▸ **TÂCHES DEMANDÉES**
**a.** Répondez à ces questions sur le texte consacré aux troubles de l'alimentation :
(i) Quelle adresse courriel est indiquée pour les questions ou commentaires sur l'accessibilité de la publication ?
(ii) Quel titre est attribué à Giorgio Tasca ?
(iii) Selon la citation, à quelles patientes est-il possible de fournir ces traitements ?
**b.** Rédigez la suite du texte sur les pratiques de traitement des troubles de l'alimentation, à partir de sa dernière phrase.
─── TEXTE PRÉSENTÉ
Passer au contenu

FEWO Rapport du Comité

Si vous avez des questions ou commentaires concernant l'accessibilité à cette publication, veuillez communiquer avec nous à accessible@parl.gc.ca.

PDF

PRATIQUES DE TRAITEMENT PROMETTEUSES

Les troubles de l’alimentation sont des maladies très complexes. Des témoins ont avancé qu’il n’y a pas de traitement universellement efficace pour l’anorexie mentale, la boulimie mentale ou la frénésie alimentaire. Ils ont toutefois mentionné des traitements qui s’avèrent prometteurs auprès de certaines populations. Giorgio Tasca, titulaire de la chaire de recherche en psychothérapie, a résumé les pratiques actuelles en matière de traitement en ces termes :

Les interventions psychologiques sont axées sur les meilleures données scientifiques pour traiter les troubles de l’alimentation. La plupart des directives internationales demandent d’appliquer ces traitements en priorité pour les troubles alimentaires. Il est possible de fournir ces traitements aux patientes non hospitalisées qui représentent des cas moins graves. Cependant, il faut donner des soins spécialisés aux patientes atteintes de troubles graves, dont la vie est menacée, qui suivent un programme de jour et qui sont hospitalisées.
──────
─── LISTE FOURNIE
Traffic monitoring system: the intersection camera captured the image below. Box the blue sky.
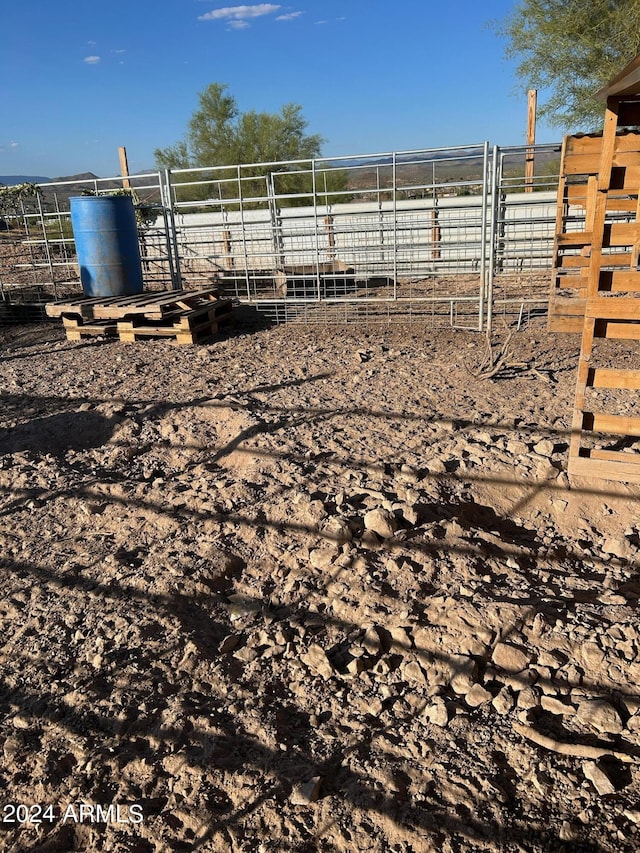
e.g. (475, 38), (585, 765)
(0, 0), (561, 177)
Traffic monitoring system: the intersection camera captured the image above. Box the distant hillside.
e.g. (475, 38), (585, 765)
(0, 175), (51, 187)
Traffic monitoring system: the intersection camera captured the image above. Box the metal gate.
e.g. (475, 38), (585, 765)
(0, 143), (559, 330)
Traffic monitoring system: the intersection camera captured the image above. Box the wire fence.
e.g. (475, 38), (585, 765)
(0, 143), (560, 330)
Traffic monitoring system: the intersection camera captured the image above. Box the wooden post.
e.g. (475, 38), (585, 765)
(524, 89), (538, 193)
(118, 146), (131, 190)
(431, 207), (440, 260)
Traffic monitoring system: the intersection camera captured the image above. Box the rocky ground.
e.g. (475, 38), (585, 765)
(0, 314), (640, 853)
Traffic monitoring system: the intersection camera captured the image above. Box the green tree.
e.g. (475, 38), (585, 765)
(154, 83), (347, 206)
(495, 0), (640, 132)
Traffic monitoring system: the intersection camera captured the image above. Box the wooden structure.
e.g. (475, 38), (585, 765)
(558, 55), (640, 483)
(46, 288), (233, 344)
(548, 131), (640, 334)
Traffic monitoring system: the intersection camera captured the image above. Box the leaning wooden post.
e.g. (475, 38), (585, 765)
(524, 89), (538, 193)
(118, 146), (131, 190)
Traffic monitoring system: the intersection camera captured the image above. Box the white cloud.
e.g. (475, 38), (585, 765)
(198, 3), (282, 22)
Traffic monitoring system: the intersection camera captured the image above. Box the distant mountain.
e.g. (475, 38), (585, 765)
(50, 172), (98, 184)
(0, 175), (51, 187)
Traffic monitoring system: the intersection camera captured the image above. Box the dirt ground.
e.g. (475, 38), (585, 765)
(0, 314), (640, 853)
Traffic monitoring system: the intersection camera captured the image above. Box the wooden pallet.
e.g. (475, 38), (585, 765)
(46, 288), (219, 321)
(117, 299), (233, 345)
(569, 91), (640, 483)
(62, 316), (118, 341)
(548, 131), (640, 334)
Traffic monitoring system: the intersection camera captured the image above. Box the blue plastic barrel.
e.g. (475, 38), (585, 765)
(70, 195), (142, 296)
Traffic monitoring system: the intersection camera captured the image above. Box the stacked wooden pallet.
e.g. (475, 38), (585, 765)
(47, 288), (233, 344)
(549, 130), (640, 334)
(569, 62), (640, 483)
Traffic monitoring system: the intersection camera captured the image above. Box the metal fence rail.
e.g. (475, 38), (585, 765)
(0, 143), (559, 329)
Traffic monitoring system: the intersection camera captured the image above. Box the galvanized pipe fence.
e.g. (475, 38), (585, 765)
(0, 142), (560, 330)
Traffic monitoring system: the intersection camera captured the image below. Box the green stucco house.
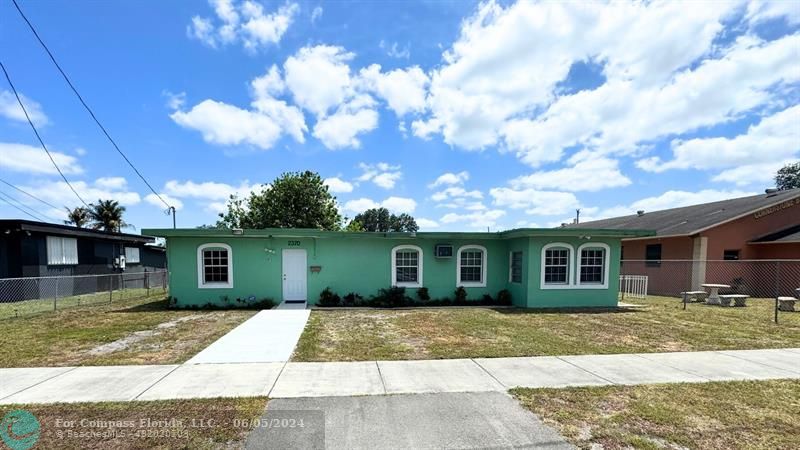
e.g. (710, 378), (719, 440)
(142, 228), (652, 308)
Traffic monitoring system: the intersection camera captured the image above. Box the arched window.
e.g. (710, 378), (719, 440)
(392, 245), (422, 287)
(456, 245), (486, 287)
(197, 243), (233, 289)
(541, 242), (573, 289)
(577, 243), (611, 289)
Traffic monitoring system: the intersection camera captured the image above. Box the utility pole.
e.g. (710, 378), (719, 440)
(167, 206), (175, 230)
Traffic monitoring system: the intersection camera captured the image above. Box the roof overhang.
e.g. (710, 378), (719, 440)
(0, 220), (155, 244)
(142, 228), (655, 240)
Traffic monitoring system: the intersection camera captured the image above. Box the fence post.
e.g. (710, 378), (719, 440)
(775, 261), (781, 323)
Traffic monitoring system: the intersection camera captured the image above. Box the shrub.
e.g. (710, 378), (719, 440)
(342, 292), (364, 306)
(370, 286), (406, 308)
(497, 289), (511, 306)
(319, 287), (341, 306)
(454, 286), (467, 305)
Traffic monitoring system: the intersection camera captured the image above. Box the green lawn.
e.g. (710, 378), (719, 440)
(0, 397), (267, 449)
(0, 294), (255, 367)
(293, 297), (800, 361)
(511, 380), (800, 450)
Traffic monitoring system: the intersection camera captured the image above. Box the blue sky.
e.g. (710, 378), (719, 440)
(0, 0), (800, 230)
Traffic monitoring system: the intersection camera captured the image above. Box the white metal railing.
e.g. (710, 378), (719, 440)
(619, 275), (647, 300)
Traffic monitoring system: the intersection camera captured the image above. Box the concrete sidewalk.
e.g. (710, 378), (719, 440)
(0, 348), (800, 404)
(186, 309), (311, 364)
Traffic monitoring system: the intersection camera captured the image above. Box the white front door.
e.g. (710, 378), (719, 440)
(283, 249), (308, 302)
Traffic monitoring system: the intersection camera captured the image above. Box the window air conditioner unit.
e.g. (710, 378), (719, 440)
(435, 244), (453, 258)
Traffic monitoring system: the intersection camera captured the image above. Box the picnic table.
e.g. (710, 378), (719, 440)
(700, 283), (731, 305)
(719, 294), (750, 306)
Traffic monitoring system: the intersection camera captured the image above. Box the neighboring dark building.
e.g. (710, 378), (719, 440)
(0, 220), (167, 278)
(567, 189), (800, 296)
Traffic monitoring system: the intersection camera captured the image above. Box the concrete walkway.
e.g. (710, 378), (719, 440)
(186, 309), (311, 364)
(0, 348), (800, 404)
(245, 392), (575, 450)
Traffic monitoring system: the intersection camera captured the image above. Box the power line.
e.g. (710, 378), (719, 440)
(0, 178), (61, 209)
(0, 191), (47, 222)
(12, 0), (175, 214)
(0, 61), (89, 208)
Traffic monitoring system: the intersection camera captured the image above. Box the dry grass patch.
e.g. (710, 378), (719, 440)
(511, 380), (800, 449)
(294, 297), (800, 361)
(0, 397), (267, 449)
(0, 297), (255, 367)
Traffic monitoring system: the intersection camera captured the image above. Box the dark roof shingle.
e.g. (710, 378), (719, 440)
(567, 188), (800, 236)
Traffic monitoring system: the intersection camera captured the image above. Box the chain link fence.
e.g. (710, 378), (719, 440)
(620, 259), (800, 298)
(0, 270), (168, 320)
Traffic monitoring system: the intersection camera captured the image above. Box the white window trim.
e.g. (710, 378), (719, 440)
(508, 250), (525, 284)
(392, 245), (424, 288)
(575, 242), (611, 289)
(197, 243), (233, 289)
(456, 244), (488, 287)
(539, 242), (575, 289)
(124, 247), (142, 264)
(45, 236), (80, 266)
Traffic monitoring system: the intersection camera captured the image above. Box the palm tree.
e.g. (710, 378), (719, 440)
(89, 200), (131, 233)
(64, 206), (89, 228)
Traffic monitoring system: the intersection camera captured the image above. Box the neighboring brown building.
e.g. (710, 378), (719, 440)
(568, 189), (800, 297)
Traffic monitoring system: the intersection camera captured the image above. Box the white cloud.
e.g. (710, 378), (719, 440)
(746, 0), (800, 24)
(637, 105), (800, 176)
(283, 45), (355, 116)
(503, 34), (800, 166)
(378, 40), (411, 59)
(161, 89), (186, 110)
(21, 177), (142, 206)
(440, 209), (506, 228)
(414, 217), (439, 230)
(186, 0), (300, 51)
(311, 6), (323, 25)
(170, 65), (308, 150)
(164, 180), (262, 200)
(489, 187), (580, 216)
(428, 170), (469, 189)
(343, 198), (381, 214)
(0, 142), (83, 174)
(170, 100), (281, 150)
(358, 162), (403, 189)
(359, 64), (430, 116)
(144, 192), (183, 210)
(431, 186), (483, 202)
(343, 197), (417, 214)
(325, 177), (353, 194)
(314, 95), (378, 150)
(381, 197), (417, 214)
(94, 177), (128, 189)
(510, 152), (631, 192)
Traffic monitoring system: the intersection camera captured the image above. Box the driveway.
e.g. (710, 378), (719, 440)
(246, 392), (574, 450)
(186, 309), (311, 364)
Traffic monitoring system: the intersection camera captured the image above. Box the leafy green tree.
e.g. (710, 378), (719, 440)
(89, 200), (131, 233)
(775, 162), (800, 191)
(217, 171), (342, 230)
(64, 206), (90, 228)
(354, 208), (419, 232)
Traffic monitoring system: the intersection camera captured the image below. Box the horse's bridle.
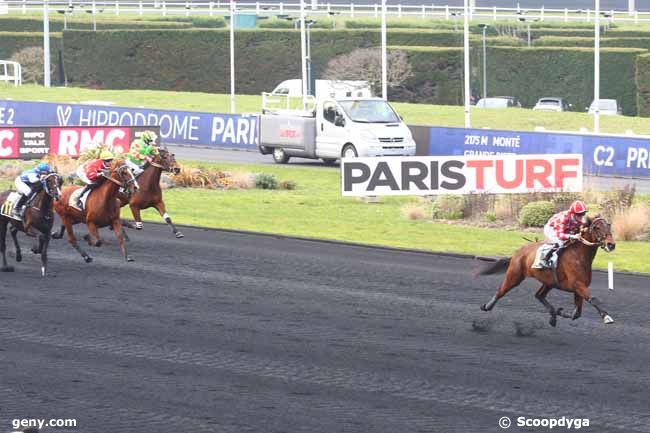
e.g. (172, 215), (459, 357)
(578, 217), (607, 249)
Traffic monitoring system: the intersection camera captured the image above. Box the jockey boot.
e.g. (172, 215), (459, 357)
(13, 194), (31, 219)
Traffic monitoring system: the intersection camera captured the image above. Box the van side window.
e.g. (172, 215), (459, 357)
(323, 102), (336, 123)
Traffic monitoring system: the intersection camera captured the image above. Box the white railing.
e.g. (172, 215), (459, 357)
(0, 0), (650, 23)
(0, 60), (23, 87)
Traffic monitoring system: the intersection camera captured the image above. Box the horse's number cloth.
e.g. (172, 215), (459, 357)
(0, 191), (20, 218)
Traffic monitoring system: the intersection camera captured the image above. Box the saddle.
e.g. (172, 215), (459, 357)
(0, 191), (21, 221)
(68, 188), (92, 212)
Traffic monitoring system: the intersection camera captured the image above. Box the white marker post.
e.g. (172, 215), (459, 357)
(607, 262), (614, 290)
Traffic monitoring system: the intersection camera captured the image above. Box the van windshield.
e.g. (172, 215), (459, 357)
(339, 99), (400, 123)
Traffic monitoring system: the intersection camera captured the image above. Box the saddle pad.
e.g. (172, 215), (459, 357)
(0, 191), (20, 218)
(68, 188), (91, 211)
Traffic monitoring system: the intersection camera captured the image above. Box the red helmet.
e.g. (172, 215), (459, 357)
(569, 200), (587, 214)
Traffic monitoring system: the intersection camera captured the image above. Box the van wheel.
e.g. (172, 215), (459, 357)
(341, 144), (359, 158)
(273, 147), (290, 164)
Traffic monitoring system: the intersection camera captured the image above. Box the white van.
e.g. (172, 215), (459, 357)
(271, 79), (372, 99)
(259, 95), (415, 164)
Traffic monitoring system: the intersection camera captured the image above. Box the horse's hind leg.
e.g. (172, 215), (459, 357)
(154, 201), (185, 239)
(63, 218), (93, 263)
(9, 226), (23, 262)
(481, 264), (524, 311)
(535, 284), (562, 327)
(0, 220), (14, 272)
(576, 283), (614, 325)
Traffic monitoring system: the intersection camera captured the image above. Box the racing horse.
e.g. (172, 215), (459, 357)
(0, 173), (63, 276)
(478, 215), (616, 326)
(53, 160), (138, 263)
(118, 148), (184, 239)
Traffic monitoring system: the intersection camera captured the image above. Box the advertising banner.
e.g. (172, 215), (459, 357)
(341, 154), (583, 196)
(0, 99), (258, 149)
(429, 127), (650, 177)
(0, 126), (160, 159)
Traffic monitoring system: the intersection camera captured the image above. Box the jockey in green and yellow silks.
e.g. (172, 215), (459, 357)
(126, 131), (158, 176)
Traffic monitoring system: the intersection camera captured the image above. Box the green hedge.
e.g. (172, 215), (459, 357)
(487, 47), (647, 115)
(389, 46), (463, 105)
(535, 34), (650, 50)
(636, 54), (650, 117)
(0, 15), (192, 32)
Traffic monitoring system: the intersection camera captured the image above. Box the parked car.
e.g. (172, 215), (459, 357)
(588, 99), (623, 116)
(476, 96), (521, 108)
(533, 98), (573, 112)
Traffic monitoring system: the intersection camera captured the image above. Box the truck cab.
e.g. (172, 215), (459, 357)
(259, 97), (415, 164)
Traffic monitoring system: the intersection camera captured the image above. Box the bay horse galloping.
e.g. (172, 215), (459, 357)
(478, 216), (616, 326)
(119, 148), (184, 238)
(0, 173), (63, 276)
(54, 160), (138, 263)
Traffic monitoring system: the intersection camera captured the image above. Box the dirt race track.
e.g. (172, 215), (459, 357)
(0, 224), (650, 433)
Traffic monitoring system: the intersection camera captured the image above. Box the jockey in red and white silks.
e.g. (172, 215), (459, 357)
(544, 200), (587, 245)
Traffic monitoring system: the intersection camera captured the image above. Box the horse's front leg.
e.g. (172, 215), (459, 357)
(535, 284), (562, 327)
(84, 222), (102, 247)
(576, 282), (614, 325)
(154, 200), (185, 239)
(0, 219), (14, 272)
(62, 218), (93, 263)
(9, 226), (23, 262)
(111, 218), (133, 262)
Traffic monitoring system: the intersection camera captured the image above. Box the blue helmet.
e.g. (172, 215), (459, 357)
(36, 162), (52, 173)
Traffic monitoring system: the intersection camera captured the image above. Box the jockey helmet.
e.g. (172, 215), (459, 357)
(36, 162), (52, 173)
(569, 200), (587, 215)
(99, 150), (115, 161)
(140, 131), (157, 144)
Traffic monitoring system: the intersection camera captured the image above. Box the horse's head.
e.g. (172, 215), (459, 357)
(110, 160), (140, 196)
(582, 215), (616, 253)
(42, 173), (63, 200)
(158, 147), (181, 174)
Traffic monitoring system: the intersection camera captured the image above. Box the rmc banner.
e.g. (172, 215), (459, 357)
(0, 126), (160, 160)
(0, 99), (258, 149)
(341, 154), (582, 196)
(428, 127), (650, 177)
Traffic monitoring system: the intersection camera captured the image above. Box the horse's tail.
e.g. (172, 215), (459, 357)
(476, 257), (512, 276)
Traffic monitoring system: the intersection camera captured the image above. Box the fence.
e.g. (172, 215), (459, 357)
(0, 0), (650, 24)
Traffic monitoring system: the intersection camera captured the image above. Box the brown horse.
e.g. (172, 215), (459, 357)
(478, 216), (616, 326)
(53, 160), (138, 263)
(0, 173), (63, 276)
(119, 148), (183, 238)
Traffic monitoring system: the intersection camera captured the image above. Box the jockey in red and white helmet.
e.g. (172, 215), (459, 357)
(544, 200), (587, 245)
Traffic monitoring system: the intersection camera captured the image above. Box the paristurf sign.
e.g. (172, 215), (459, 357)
──────
▸ **RÉPONSES PAR TÂCHE**
**a.**
(i) accessible@parl.gc.ca
(ii) Titulaire de la chaire de recherche en psychothérapie.
(iii) Aux patientes non hospitalisées qui représentent des cas moins graves.

**b.**
Pour connaître du succès, le traitement des troubles alimentaires doit s’appuyer sur un plan exhaustif qui comprend le suivi continu des symptômes et la stabilisation de l’état nutritionnel, des interventions psychologiques mettant à profit la thérapie cognitivo-comportementale, la psychothérapie et la thérapie familiale, ainsi que la médication dans certains cas[300].

A. Thérapie cognitivo-comportementale

Selon le Dr Blake Woodside, directeur médical du programme des troubles de l’alimentation de l’Hôpital général de Toronto, la thérapie cognitivo-comportementale (ou TCC) constitue « l’étalon de référence » en matière de traitement de la boulimie mentale[301]. Des témoins ont indiqué que la TCC est le traitement de première ligne pour les adultes atteints de troubles de l’alimentation[302]. La TCC vise à amener les patients à comprendre quel est leur raisonnement et comment celui-ci contribue au trouble de l’alimentation, et à apprendre à changer ce raisonnement pour modifier leurs comportements[303]. Certains témoins ont également signalé que la thérapie comportementale dialectique peut être utilisée de pair avec la TCC, surtout auprès des personnes souffrant de boulimie nerveuse[304].

Pour un grand nombre de patients, la TCC est un traitement complexe généralement offert par des psychologues, dont les services en pratique privée ne sont pas couverts par les régimes d’assurance-maladie provinciaux[305]. Autrement dit, à moins d’avoir une assurance privée, les personnes doivent payer de leur poche, ce qui représente un obstacle important pour un grand nombre d’entre elles.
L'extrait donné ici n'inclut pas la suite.